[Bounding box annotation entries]
BEGIN

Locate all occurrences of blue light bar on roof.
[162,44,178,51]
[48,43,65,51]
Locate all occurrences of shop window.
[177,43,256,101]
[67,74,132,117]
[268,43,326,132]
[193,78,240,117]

END

* EXERCISE DESCRIPTION
Put every line of the items above into a Markdown table with the columns "No." and "Entry." Number each row and leave out blank lines.

* OUTPUT
| No. | Entry |
|---|---|
| 1 | Locate all occurrences of blue light bar on roof. |
| 2 | [162,44,178,51] |
| 3 | [48,43,65,51] |
| 4 | Locate all occurrences of shop window. |
| 5 | [177,43,256,101] |
| 6 | [67,74,132,117] |
| 7 | [268,43,326,132] |
| 8 | [193,78,240,117] |